Assignment:
Lines with the word "walkway" in them must be copied from the records below.

Entries shown:
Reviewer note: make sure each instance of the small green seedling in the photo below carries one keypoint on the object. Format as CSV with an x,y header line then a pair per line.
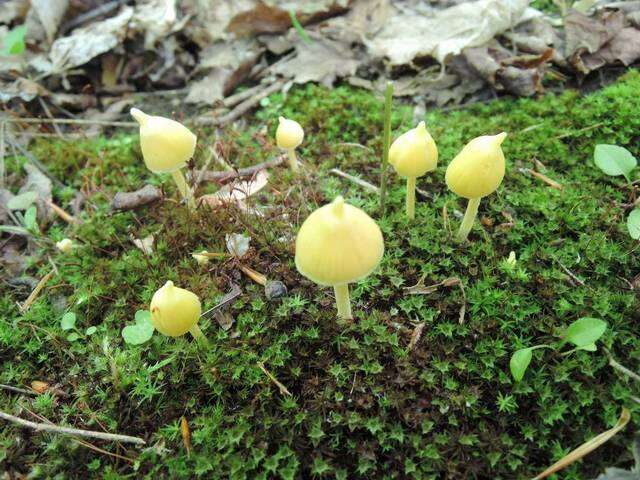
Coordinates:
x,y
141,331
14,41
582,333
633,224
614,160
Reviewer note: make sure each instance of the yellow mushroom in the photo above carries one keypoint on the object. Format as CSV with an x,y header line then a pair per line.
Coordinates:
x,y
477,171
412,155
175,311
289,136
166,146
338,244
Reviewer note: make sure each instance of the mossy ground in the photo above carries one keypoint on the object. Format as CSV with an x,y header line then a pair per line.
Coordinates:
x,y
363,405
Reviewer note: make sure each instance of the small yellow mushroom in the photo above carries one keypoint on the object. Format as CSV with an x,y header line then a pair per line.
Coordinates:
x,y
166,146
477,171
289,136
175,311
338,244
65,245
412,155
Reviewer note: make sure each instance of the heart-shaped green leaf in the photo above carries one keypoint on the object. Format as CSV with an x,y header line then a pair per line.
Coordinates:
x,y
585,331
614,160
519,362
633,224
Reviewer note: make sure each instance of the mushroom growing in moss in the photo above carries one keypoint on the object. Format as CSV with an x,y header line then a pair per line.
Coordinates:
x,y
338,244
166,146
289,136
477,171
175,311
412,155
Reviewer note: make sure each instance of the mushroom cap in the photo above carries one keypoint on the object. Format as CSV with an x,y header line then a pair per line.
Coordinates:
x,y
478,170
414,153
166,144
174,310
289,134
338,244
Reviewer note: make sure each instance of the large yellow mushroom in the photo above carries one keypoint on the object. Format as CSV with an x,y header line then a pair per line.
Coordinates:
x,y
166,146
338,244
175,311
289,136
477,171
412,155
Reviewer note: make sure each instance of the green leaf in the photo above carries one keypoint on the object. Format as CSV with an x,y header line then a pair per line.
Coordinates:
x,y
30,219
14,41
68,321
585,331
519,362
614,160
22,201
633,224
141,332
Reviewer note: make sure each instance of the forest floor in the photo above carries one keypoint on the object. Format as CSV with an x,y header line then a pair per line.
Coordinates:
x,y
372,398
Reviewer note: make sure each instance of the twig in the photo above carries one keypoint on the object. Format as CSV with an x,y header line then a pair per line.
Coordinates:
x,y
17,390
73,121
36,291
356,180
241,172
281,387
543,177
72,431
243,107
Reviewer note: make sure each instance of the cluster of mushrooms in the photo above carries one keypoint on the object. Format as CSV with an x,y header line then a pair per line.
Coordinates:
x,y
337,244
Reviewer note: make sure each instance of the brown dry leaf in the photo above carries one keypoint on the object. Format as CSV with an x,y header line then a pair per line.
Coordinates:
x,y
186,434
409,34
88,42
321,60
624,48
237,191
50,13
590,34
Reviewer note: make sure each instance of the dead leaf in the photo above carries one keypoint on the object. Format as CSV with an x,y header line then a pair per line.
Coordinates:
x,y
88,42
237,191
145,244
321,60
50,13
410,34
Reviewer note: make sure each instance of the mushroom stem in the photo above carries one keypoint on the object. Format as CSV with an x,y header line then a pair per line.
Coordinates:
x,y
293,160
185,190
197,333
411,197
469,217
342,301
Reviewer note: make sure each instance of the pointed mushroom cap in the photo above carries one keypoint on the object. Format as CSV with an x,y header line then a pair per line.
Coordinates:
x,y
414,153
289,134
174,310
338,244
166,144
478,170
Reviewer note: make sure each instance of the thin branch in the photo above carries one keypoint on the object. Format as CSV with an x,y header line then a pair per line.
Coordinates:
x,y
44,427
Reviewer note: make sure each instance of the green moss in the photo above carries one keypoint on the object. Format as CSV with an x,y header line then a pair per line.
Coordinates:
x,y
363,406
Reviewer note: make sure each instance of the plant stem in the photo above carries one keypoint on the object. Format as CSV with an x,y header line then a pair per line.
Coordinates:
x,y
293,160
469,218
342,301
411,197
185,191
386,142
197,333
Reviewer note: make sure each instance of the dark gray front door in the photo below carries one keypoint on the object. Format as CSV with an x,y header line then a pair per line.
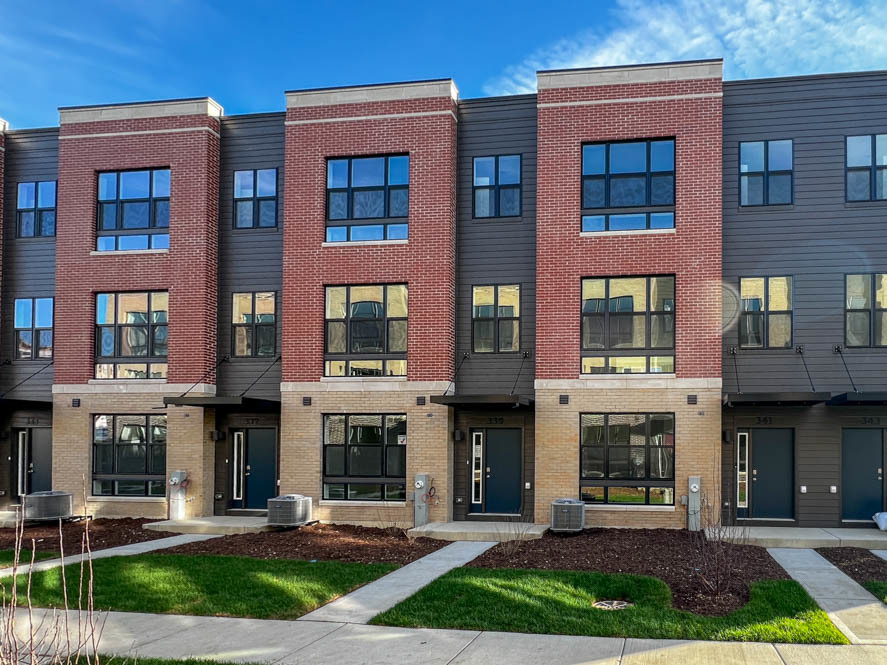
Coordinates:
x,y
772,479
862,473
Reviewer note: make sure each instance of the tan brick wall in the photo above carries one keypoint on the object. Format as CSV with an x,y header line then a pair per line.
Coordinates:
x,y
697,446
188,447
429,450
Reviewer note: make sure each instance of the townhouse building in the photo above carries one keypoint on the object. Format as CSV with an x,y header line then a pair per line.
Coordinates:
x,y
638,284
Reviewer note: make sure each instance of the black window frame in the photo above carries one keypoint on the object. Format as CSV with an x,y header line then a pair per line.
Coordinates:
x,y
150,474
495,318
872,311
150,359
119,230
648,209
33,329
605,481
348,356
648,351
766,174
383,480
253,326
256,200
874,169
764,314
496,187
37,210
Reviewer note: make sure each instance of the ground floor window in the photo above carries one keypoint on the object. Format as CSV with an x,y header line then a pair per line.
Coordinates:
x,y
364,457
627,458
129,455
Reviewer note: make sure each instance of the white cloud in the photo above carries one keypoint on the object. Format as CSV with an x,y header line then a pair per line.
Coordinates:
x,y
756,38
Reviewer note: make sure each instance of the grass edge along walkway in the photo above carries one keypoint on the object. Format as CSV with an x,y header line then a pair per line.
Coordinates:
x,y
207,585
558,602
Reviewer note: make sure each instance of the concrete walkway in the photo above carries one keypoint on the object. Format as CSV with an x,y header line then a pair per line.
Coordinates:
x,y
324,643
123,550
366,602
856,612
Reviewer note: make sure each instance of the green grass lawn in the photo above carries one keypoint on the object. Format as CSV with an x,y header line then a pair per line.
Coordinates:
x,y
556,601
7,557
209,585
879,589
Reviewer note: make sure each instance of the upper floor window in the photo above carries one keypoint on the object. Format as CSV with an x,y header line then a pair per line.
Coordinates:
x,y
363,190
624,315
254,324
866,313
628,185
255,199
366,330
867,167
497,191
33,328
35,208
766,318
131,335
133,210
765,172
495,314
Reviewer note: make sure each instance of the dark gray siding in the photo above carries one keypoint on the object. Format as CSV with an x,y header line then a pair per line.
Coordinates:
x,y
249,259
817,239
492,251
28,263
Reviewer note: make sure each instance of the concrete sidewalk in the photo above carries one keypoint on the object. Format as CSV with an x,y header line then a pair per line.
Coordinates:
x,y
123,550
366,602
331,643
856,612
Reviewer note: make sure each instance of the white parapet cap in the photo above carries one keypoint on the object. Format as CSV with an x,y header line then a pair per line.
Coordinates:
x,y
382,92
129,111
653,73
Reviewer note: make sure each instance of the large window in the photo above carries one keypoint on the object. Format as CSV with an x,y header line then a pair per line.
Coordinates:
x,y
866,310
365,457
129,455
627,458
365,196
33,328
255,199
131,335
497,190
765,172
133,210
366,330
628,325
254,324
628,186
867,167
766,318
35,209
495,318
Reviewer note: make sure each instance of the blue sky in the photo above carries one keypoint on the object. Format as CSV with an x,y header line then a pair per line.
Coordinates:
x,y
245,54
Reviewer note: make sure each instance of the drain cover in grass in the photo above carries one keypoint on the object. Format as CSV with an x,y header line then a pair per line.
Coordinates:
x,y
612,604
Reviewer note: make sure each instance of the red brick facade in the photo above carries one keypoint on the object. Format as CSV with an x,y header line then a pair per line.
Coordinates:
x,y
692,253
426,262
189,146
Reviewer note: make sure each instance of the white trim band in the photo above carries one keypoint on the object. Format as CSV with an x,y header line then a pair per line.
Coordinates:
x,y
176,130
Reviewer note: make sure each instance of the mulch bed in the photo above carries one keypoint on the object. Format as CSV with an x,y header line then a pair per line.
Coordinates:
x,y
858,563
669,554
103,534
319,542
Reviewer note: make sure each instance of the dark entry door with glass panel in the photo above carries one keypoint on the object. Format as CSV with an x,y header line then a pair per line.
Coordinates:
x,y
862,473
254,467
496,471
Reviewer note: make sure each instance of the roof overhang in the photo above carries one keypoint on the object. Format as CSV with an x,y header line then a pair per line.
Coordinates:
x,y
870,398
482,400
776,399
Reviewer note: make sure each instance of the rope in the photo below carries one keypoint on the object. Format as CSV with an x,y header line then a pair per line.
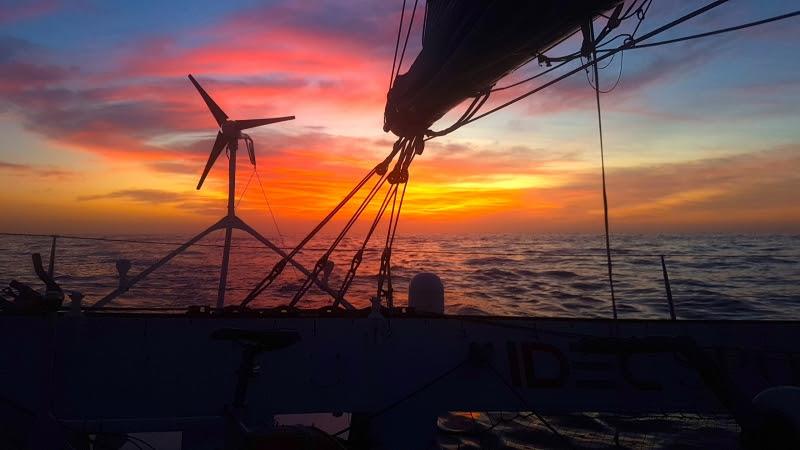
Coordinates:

Response to the task:
Reviewer note: make sure each instance of the grass edge along walkway in the photo above carries one keypoint on the object. Format as CSV with an x,y header line then a pair per line.
Reviewer note: make sure each instance of the concrete walkway in the photo above carries one keypoint on the object. Format as CSV with an x,y header line then a pair per line.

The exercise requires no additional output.